— Records for the task —
┄┄┄┄┄┄┄┄┄┄┄┄┄┄┄┄┄┄┄┄
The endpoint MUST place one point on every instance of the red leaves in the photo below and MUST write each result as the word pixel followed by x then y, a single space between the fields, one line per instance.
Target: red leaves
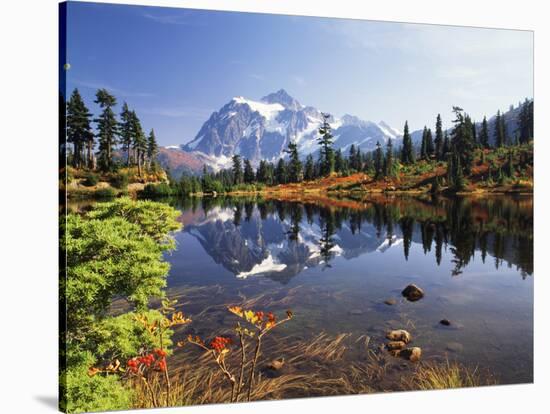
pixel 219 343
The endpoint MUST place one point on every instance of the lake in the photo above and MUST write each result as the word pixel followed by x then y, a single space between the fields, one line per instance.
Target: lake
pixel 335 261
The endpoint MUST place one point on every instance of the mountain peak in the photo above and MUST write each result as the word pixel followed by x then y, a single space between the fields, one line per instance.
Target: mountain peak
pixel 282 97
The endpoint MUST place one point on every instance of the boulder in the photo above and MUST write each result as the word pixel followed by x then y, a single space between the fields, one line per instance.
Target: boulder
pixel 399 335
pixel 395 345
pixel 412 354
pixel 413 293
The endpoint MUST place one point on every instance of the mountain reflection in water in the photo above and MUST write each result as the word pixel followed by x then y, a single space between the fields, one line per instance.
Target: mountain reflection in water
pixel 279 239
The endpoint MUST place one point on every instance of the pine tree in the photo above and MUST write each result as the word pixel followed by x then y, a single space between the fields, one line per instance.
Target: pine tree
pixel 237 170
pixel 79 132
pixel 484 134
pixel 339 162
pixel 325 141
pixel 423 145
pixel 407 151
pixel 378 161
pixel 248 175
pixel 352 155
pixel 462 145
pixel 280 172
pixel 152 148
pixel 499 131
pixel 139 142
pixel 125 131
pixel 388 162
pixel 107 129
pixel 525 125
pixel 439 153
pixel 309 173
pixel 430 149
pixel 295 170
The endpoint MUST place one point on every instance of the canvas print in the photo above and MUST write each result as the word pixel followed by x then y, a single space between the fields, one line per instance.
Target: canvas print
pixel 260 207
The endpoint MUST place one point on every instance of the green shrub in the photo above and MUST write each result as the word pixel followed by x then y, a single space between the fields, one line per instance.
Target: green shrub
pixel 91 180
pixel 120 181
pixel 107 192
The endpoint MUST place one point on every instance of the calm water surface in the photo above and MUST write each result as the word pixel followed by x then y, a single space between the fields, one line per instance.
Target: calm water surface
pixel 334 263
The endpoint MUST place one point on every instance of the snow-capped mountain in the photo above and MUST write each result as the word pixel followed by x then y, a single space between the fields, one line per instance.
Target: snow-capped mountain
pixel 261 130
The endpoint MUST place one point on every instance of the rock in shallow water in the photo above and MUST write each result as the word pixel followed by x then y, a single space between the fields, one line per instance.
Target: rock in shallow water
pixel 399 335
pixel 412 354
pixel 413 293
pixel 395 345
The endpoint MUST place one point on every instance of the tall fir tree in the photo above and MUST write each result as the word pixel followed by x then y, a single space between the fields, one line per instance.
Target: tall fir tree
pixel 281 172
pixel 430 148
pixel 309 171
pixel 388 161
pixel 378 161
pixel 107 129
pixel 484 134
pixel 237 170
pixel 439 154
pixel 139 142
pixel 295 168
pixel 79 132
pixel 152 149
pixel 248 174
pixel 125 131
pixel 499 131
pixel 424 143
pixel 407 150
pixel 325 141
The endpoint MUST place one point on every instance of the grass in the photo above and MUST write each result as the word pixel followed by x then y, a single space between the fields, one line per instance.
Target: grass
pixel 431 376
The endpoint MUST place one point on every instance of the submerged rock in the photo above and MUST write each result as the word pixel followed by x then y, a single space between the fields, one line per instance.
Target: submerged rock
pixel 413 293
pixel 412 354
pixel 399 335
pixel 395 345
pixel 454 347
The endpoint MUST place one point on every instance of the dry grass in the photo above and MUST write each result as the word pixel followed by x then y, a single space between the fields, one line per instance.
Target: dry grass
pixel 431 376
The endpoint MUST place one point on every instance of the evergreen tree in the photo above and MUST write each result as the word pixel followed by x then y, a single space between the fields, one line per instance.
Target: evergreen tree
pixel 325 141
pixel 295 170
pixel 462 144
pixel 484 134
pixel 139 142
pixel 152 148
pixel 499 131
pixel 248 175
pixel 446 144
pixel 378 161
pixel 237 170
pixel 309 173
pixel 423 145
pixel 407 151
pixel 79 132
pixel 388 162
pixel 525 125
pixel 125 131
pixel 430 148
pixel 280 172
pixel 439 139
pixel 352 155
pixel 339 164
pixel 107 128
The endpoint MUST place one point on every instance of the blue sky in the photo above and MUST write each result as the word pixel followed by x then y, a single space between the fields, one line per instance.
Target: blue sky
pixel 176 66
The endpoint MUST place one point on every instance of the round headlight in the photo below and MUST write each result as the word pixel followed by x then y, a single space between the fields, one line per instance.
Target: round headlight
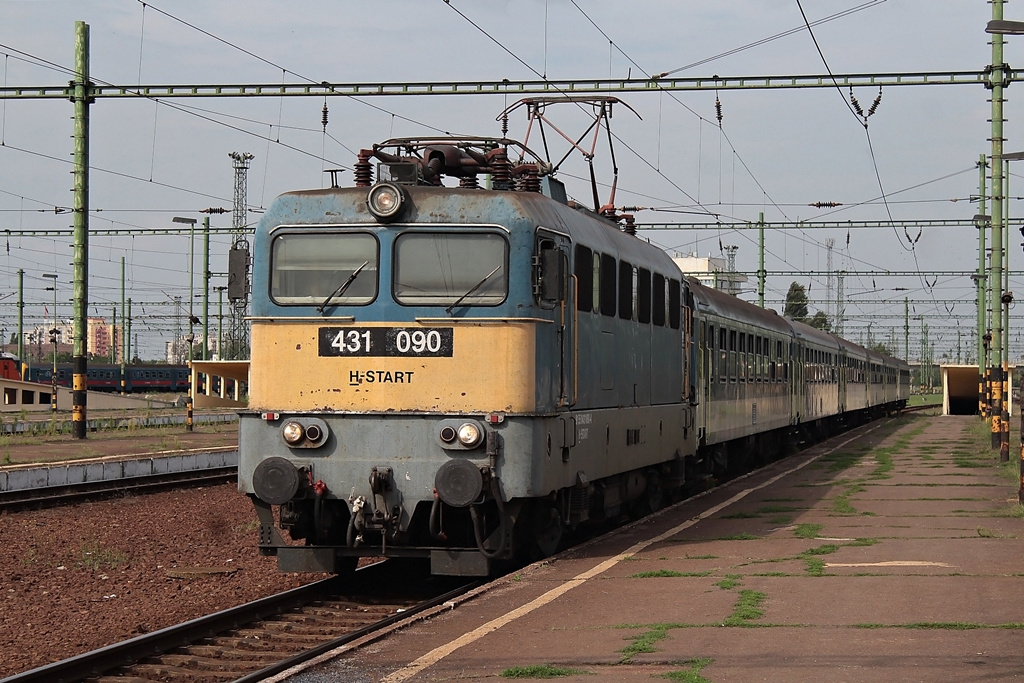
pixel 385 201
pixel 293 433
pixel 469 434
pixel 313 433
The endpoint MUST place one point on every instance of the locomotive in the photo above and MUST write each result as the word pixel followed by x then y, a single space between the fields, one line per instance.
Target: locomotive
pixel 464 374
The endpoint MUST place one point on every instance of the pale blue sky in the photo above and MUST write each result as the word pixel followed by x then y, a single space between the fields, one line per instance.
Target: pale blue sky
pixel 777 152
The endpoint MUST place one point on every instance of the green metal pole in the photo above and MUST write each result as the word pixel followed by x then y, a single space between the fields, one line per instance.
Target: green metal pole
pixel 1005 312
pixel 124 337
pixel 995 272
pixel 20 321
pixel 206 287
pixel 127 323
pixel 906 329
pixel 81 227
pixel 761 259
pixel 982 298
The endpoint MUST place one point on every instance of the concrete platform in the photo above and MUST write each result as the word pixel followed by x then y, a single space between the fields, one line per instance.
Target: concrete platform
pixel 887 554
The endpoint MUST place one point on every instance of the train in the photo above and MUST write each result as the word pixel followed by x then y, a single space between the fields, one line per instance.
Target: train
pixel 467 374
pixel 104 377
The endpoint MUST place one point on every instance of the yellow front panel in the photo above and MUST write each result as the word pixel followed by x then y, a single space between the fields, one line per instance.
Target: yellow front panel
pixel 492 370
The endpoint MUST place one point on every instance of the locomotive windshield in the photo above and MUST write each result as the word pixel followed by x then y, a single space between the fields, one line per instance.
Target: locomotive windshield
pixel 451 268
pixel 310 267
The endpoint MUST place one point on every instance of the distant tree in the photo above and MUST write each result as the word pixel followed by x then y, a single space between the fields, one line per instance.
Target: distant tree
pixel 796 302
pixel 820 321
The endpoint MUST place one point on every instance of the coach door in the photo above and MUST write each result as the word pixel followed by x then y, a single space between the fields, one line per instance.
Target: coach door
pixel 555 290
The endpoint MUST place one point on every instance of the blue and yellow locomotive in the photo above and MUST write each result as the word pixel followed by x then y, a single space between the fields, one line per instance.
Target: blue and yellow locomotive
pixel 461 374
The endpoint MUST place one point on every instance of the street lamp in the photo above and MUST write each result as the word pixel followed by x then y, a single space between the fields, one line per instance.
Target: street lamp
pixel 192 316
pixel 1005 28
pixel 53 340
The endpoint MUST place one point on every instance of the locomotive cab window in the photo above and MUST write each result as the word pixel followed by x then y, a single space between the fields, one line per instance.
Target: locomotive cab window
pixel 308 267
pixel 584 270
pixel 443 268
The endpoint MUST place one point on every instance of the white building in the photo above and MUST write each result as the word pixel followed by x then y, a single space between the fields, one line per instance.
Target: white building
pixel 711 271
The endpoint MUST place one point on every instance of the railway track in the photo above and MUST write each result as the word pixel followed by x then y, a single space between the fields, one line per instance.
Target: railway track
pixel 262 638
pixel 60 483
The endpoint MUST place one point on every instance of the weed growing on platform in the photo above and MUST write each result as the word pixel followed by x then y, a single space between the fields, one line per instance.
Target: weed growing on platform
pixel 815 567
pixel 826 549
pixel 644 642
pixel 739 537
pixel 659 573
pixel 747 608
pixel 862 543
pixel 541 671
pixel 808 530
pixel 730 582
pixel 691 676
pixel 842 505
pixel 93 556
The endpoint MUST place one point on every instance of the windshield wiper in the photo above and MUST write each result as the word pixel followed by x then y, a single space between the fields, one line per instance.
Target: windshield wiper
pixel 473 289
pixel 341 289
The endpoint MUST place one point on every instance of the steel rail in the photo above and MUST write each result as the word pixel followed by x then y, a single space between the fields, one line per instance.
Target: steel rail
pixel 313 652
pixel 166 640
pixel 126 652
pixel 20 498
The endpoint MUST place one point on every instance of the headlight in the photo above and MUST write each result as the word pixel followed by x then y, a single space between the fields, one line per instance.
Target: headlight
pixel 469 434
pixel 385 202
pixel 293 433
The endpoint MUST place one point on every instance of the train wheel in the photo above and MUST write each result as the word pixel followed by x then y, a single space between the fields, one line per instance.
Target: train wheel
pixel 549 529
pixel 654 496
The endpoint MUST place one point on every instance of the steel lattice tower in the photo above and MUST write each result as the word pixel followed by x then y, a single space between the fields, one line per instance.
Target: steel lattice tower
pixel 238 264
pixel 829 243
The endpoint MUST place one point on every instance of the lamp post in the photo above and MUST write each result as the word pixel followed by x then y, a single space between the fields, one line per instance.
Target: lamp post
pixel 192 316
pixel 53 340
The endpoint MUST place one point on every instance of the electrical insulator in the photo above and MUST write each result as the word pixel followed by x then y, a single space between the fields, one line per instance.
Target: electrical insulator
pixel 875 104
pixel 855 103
┄┄┄┄┄┄┄┄┄┄┄┄┄┄┄┄┄┄┄┄
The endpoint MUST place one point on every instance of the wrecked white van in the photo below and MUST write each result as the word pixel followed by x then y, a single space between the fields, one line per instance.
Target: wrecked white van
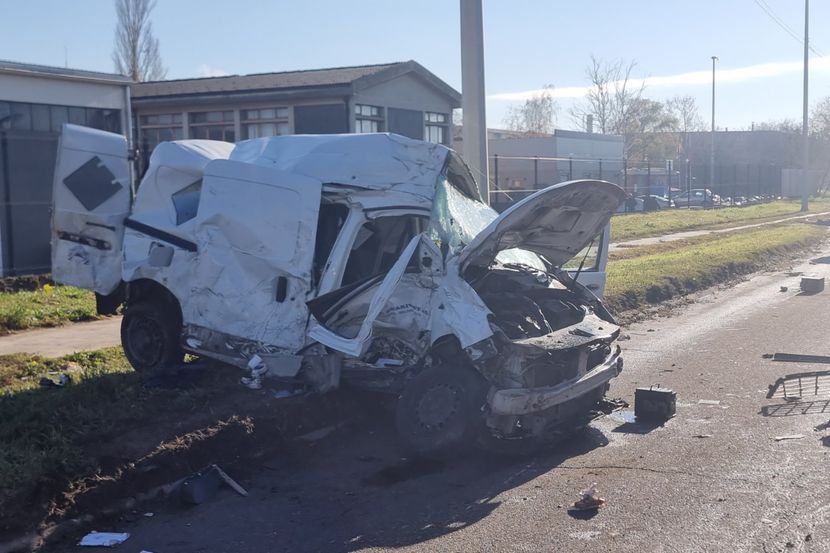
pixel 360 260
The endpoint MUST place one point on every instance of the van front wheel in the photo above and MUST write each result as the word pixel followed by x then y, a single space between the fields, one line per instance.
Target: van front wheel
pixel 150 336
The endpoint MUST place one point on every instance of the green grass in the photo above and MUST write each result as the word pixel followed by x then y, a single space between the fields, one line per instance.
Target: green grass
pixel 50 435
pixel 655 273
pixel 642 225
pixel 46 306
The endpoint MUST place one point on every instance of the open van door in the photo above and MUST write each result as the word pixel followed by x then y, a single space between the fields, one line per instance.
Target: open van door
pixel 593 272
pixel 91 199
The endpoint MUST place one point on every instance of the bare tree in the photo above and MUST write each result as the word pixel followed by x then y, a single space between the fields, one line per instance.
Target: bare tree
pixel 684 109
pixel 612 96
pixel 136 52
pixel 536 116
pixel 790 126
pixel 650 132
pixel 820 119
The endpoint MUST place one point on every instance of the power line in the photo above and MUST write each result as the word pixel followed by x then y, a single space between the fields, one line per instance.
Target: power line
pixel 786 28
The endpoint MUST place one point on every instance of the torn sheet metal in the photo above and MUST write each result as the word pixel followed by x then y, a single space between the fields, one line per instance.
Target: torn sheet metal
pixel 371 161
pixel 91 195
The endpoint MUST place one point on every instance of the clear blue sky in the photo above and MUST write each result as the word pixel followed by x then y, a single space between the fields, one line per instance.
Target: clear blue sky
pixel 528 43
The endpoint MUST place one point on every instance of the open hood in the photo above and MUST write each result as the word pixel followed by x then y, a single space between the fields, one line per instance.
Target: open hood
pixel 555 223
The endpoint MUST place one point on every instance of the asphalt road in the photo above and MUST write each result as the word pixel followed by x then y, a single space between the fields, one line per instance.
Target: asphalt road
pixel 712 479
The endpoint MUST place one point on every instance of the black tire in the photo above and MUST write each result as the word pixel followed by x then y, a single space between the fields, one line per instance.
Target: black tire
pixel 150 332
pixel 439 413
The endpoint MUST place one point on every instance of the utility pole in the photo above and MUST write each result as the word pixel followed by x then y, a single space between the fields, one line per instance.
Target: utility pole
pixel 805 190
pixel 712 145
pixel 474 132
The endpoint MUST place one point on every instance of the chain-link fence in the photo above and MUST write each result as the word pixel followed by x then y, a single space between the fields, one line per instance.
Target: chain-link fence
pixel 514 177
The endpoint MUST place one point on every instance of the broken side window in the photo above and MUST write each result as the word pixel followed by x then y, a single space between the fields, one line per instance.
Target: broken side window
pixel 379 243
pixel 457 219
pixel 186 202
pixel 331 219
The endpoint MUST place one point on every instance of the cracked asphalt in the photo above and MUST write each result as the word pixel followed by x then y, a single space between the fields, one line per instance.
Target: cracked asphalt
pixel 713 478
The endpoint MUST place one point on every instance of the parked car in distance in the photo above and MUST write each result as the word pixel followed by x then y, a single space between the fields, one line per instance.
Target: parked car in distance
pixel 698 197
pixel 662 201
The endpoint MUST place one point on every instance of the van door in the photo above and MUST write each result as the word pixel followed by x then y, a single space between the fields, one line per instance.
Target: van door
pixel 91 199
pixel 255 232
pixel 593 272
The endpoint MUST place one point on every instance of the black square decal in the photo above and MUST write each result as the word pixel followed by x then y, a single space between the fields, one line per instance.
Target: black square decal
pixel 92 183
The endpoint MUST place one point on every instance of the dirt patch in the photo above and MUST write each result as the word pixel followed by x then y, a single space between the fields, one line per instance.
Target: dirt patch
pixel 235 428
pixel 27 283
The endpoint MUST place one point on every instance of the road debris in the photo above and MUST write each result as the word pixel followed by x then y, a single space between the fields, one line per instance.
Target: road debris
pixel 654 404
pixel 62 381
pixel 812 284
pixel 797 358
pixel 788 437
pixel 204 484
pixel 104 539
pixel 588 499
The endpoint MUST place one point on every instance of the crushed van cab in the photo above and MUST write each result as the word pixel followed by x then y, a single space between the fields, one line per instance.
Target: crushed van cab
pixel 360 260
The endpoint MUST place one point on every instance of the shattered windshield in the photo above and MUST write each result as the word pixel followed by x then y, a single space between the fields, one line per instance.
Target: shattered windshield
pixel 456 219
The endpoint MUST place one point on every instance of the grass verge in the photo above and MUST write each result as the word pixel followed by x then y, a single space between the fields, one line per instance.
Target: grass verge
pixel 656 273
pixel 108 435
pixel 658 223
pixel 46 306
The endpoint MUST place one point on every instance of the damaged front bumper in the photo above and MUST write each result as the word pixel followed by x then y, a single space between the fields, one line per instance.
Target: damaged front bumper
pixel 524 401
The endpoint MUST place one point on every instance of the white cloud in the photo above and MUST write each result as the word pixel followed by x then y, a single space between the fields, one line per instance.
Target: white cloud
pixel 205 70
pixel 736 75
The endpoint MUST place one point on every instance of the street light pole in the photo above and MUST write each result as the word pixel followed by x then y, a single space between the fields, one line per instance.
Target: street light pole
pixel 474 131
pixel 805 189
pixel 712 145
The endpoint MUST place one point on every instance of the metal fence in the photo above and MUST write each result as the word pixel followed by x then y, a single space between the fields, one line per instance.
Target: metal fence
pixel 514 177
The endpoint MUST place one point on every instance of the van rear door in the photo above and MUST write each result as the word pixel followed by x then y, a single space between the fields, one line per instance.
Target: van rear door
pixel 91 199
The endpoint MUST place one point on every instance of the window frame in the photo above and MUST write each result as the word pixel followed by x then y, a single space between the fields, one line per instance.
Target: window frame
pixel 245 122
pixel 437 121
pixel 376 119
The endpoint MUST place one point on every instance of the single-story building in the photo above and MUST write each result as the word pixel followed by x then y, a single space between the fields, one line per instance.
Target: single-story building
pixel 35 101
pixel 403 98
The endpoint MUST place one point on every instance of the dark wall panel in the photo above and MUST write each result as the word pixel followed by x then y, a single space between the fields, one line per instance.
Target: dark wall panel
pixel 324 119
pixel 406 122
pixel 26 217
┄┄┄┄┄┄┄┄┄┄┄┄┄┄┄┄┄┄┄┄
— Activity —
Taking the records above, retype every line from the one with "the green shrub" down to the one with "of the calm", exactly and with nothing else.

— Exercise response —
The endpoint MUST place one point on every instance of the green shrub in the photo above and MUST write each result as the word pixel followed by x then y, a single space between the fields, one line per instance.
Target: green shrub
pixel 91 180
pixel 120 181
pixel 107 192
The endpoint MUST place one point on every instance of the calm water surface in the photo above and MUST write each result as the word pixel followed by x then y, a single space between the fields, one line per instance.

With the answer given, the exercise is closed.